Still on Arc

Sometimes when I change software, I end up switching back. I get excited about the fresh vibes, like moving the living room couch, then find enough little annoyances or rough edges that the temptation to move back overwhelms.

Email clients are notorious for that. I get tempted by the aesthetics. Or tempted by the features. Or tempted by the fact that I see how happy other people seem to be using some new email client. Then I end up back at Gmail in a browser tab.

Switching browsers is another. I generally like Chrome, but I’m not beholden to it. Once in a while, I’ll switch “main” browsers for kicks1. Because of my browsing habits, it’s usually not terribly difficult. I don’t rely on bookmarks at all (if you did, I’m sure you can find a way to export/import them, or use some kind of syncing service. Remember Foxmarks? I used to love that). I use 1Password, which works across all the major browsers, so no pain there. Aside from 1Password, I don’t have any browser extensions that are mission-critical for me (the closest is maybe Notion Web Clipper). I don’t really care about having browsing history synced, but my Google history will kinda do that anyway, regardless of the browser used.

But I do generally switch back to Chrome after a while. Maybe it’s some website that doesn’t work. Maybe it’s a DevTools feature I want. Maybe it’s a browser extension I temporarily need and only works in Chrome.

Screenshot of saying "We only work with Google Chrome"

§ Information shown:
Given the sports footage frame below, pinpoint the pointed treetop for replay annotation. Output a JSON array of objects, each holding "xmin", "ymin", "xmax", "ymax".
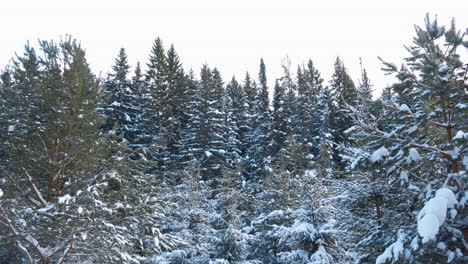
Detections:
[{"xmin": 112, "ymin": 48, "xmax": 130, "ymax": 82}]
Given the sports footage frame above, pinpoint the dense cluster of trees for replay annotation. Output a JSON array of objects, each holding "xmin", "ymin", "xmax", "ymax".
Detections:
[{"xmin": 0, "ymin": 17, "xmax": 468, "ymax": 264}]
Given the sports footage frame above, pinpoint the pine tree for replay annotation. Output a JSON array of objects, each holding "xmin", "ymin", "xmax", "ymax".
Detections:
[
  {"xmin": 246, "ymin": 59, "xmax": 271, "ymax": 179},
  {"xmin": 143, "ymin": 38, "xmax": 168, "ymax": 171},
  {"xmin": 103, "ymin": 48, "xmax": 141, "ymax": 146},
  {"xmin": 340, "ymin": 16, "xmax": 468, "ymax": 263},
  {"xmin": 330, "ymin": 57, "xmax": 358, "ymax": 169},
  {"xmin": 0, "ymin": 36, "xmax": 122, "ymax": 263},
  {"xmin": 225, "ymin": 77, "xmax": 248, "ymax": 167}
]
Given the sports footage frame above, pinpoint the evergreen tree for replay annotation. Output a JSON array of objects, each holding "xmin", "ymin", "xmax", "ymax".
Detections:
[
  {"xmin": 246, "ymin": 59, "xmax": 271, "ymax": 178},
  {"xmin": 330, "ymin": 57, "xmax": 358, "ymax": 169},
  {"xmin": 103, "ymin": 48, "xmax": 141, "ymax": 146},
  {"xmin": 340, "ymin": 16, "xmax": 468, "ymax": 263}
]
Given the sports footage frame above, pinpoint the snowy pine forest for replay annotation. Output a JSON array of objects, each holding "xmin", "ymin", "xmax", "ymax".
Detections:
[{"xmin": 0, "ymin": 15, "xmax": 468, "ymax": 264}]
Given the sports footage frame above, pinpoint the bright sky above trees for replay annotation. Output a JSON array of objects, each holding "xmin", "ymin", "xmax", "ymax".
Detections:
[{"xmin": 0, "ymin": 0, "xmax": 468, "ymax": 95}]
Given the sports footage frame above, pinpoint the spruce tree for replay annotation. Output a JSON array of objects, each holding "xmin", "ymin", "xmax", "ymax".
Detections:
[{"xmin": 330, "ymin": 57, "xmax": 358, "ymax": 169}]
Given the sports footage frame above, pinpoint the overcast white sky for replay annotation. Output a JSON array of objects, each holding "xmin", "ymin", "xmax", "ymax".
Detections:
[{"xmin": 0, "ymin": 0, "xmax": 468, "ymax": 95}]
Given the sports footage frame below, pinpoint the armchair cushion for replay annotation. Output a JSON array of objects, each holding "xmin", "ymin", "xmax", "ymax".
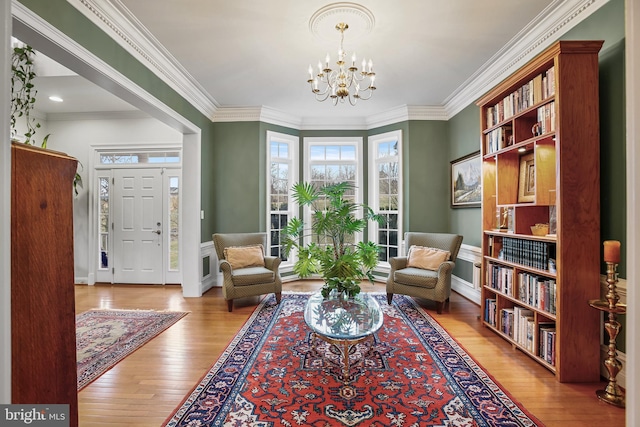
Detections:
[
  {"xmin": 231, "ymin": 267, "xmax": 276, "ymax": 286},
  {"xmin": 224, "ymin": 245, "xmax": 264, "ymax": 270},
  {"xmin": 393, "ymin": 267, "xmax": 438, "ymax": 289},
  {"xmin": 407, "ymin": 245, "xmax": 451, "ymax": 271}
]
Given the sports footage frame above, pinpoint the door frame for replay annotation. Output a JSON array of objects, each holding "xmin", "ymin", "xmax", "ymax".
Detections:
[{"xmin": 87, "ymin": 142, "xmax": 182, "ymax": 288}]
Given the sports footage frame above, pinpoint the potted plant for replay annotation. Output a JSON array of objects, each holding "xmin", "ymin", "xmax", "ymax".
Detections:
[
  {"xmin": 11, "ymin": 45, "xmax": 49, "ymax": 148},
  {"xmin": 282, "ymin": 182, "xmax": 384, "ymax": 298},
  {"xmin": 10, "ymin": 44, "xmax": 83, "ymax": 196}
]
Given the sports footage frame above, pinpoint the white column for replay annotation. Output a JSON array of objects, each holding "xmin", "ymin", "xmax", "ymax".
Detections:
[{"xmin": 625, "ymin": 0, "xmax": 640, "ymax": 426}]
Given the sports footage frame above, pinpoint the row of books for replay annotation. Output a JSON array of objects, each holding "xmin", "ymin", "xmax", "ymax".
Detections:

§ Description of the task:
Pick up the post about switching browsers and going back to Chrome right after its last line, keeping the same voice. The rows have nothing to do with this.

§ The response:
Thankfully, a rare sight these days. Actually kinda shocking to see. I’d love to understand the exact reason. Probably some specific media-related API.

But I have managed to switch and stay switched to Arc over the last several months. In a way, it doesn’t count. It’s Chrome under the hood, so any extension will work, it has the exact same platform features, it has the same DevTools, etc. But the UI and UX are pretty different! That could put it at risk for a switch-back, but so far I find nearly every choice Arc makes an improvement.

Here are the things keeping me on Arc:

  • I like how it syncs the tabs between computers2. I use Arc on several browsers and I know I can walk away from one computer, up to another, and it’ll have the exact same tabs open.
  • I like how easy it is to make and edit user stylesheets. Arc calls them Boosts β€” they can be JavaScript too. One of my favorites right now is one Rachel sent me that alters GitHub to remind us to write good merge commit messages. Maybe she’ll share it someday. Guy Feiri is involved.
  • Split View. This just kicks ass for writing. Nothing prevents you from putting websites side by side in other browsers, but it involves window management3 on your own. Arc’s default of “just split the space” is great.
  • Tabs on the side. There is more room and you can fit more of them. Convinced it’s the future.
  • Pinned tabs are fast. I like how it seems to keep these tabs in memory and up to date so clicking on them feels instant.
  • Changeable tab names and icons. Such a simple idea it’s starting to feel weird mainline browsers haven’t copied Arc here.
  • Invoking extensions via keyboard. I like that instead of using my mouse to go find the icon for Ghostery or Notion Web Clipper or Bitmoji or something, I use the main command (Command-T or L) and start to type the name of the extension, then select it.
  • Command-Shift-C to copy the URL with no tracker crap. Clutch.

This list isn’t too different from last time, but the features are more meaningful to me now months later as I’ve proven to myself they aren’t just good ideas but that I actually use and like them.

  1. You don’t have to pick a “main” browser. Some people like to bop around browsers for their own secret reasons.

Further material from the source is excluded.